YOUR OBJECTIVE: Reproduce every line of the data below without changing anything.

Excerpts from point annotation data
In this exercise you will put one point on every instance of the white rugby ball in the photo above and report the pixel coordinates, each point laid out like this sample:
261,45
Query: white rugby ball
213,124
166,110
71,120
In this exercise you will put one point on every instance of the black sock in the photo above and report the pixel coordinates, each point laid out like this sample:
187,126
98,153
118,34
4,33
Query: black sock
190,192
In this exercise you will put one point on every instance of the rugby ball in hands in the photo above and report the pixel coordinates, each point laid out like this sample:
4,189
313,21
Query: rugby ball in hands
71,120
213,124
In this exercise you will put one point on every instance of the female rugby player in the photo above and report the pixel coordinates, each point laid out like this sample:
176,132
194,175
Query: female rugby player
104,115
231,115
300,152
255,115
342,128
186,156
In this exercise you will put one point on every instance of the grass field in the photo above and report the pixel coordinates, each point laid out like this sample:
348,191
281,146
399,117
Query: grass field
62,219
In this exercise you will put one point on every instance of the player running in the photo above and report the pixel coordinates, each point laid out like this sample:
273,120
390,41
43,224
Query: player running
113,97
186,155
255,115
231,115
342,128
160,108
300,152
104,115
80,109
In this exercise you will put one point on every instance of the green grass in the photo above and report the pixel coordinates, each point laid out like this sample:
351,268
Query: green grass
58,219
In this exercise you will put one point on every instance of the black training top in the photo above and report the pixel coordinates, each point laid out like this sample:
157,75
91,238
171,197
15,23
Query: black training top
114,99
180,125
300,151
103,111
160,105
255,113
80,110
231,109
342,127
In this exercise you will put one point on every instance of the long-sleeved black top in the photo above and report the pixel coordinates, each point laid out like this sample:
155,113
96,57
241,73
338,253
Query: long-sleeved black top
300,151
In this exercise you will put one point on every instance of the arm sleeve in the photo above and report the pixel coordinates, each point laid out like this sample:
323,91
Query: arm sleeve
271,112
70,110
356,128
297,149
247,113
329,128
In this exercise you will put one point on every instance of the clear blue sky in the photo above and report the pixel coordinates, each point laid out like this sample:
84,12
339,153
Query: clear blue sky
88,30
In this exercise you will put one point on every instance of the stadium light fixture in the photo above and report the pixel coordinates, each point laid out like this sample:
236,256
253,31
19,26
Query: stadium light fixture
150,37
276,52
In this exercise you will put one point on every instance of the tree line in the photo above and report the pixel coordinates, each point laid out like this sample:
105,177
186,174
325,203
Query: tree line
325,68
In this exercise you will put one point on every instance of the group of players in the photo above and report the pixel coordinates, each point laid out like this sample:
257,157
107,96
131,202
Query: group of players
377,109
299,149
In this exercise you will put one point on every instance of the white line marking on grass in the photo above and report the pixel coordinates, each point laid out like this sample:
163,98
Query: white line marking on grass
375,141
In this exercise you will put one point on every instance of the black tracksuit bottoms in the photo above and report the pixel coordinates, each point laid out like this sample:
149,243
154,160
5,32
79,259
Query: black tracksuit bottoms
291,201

TASK OUTPUT:
In this exercise you will put one point on every instance of the white rugby ball in the photo above and report the pixel coordinates, each point laid out like this sample:
261,45
Query: white rugby ball
213,124
166,110
71,120
In this exercise you will put one point on every instance of the black sock in the photo above and report the pixel coordinates, each point laid out like this sample:
187,126
98,153
118,34
4,33
Query: black sock
190,192
In this exercise you will put one point on every instance of the rugby ball in hands in the photo above and report the pixel coordinates, each point laid out like this sample:
4,189
313,21
Query: rugby ball in hands
71,120
213,124
In this exercise you will put one point on every instance of the female rugby player in the photo above and report the pixel coordinates, each point laid out like this sample:
176,132
194,175
Query: female rugby player
104,115
231,115
300,152
255,115
342,128
186,156
In this exercise you will put one point on every instance of the grass field in the photo above and report the pixel coordinates, each point laid out like this sample:
348,191
281,146
399,117
Query: grass field
62,219
In this exercise you will put one point on every instance of the player running in the photo above and report the pixel coordinates, each point laid out like this sample:
273,120
390,41
43,224
Query: player running
113,97
186,155
255,115
231,115
342,128
160,108
300,152
104,115
80,109
In this exercise you will put one point on every instance of the green grass in the photo above and report the pixel coordinates, each point laid out like this sample:
351,268
Query: green grass
58,219
In this exercise you will put one point on every instance of the black training top in the photo above and report the pixel coordinates, each point laid out like this sample:
157,75
91,238
171,197
15,23
Query: black training top
114,99
180,125
300,151
103,111
160,105
255,113
80,110
231,109
342,127
In this exercise you will put one point on every instance of the long-sleeved black top in the photo above and report the pixel coordinates, each point laid out like this sample:
155,113
96,57
241,73
338,253
Query: long-sleeved black top
300,151
In this exercise you will put one point on every instance of the arm sleeve in the photo above and report the pixel coordinates, each point laid out like this sample:
323,91
Query: arm sleeve
271,112
70,110
356,128
297,149
247,113
329,128
In this exercise you will put one point on every instance of the clear blue sky in the photo above and report the pixel coordinates, each point laid out like this sample:
84,12
339,153
Query: clear blue sky
88,30
In this exercise you will put one point on every instance of the stadium light fixture in the photo above and report the pixel coordinates, each point laid out like this sample:
236,256
253,31
19,26
Query: stadium light fixture
150,37
276,52
In this exercise you will put one point on every instance of the tree line in the photo above and report the pixel coordinates, each point laid out like this sample:
105,177
186,174
325,203
Query: tree line
325,68
In this exercise you will put one point on every instance of the group of players in the photo above and report the pixel coordinates, each point laid out like this sample:
257,157
107,96
131,202
Query: group of players
377,109
299,149
In this exercise you will put one point on every instance of the white line marking on grass in the photo above and report the pixel coordinates, each point laid out like this sample:
163,98
Query: white line marking on grass
375,141
In this exercise you will put one point on every instance of the black tracksuit bottoms in the photo above and report the pixel coordinates, each point laid out like this sample:
149,243
154,160
5,32
79,259
Query: black tracksuit bottoms
291,201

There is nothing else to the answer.